Rows from an object pointing dataset:
━━━━━━━━

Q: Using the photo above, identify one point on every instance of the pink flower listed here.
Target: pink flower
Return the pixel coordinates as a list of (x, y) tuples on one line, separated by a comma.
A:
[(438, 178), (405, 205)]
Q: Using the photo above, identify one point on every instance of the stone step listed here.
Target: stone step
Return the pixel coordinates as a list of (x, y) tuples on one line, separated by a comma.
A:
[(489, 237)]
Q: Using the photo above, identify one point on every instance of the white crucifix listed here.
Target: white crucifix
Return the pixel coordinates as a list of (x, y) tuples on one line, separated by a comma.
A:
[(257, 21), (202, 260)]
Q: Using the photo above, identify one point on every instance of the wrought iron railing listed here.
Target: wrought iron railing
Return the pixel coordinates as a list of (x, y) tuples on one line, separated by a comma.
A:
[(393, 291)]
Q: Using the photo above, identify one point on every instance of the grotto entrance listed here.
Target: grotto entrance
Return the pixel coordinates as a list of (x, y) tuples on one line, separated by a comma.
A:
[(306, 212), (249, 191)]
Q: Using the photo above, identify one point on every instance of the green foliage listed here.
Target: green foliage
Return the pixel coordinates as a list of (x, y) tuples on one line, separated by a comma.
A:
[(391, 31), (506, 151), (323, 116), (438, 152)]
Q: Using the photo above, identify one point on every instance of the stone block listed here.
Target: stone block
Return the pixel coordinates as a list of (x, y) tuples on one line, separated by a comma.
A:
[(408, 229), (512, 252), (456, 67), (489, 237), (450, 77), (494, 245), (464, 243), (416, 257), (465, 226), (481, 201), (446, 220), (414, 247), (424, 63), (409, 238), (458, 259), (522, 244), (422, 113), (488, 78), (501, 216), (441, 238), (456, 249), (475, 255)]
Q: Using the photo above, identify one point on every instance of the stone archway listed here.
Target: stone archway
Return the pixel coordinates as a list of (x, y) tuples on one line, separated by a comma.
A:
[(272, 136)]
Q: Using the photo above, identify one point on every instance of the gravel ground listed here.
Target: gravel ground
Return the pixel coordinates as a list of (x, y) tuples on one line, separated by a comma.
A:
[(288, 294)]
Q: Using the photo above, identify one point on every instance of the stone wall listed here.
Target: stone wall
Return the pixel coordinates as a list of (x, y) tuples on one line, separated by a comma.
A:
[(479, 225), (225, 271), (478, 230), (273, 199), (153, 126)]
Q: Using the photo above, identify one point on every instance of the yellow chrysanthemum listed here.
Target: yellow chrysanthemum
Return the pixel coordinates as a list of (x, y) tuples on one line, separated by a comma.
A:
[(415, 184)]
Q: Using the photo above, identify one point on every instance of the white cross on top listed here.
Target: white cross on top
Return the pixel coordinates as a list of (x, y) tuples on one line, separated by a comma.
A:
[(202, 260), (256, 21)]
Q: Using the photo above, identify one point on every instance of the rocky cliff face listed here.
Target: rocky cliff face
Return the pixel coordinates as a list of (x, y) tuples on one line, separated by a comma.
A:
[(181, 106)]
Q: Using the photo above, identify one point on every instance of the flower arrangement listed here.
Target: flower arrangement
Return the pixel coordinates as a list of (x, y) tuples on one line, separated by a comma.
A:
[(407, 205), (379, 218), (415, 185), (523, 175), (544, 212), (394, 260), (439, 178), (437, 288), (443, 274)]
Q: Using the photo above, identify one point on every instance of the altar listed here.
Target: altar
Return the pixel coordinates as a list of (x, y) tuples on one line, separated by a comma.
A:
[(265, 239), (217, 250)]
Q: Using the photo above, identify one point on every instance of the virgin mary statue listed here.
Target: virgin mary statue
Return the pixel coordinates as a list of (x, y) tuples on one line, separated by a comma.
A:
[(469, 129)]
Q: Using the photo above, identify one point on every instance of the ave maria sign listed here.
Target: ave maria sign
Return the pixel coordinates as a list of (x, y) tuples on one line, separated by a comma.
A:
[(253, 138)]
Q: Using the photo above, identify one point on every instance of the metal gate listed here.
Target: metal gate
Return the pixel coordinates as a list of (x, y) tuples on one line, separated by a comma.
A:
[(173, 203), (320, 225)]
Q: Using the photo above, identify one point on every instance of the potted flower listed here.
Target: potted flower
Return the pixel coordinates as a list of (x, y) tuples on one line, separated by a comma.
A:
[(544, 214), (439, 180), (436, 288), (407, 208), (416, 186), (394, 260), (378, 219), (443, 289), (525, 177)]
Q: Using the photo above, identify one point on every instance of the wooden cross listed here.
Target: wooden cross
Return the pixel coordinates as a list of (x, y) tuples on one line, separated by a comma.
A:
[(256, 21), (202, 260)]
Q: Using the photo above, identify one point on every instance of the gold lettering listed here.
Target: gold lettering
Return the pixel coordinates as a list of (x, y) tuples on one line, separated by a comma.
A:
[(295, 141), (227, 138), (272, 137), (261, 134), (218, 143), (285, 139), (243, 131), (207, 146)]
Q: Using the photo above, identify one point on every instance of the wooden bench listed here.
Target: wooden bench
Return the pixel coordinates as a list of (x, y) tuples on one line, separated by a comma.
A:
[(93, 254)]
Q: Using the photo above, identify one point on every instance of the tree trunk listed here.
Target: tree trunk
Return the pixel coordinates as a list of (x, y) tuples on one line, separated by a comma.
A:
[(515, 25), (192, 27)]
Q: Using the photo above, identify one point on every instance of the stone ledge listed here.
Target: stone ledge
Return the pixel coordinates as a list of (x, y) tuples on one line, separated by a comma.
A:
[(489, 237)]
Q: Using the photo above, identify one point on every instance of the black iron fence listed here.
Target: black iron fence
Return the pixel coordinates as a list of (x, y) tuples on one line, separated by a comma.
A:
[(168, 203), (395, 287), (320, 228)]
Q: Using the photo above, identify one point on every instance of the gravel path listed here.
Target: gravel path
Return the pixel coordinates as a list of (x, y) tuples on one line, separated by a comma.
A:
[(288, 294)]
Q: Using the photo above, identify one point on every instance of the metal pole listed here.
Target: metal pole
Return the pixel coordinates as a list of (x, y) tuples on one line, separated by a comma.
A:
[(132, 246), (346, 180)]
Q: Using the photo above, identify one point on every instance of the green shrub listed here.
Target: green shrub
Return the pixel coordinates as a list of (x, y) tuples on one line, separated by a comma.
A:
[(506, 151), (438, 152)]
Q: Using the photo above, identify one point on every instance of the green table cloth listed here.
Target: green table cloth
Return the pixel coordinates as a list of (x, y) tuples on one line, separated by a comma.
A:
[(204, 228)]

━━━━━━━━

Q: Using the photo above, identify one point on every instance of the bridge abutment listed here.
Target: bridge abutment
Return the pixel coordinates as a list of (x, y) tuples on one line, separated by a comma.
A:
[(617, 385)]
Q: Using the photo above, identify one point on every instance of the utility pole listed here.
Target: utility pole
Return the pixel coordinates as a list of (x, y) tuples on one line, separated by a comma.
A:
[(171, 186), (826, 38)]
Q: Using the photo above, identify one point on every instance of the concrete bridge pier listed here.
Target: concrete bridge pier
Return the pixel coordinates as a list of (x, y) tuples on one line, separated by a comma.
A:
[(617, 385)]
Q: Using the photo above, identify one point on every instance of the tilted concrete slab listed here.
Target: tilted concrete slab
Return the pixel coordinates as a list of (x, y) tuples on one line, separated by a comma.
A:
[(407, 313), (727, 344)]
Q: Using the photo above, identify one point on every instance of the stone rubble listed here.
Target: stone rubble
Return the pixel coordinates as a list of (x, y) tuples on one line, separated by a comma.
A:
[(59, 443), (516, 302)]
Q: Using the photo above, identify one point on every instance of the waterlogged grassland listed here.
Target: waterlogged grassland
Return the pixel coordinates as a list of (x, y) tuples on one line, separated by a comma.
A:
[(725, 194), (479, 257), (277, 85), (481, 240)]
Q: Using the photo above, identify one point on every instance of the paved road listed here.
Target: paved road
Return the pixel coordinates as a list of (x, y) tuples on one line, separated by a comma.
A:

━━━━━━━━

Please output the lines from the one containing "rubble listed here." through the one containing "[(59, 443), (516, 302)]", inclusive, as a numbered list with blank lines left out.

● SOLUTION TO THIS EXERCISE
1. Q: Using the photo above, identify one point on every instance of the stone rubble listed here.
2. Target: stone rubble
3. Return the pixel coordinates as a list of (x, y) tuples on one line, separated by a comma.
4. A:
5. [(59, 443), (516, 302)]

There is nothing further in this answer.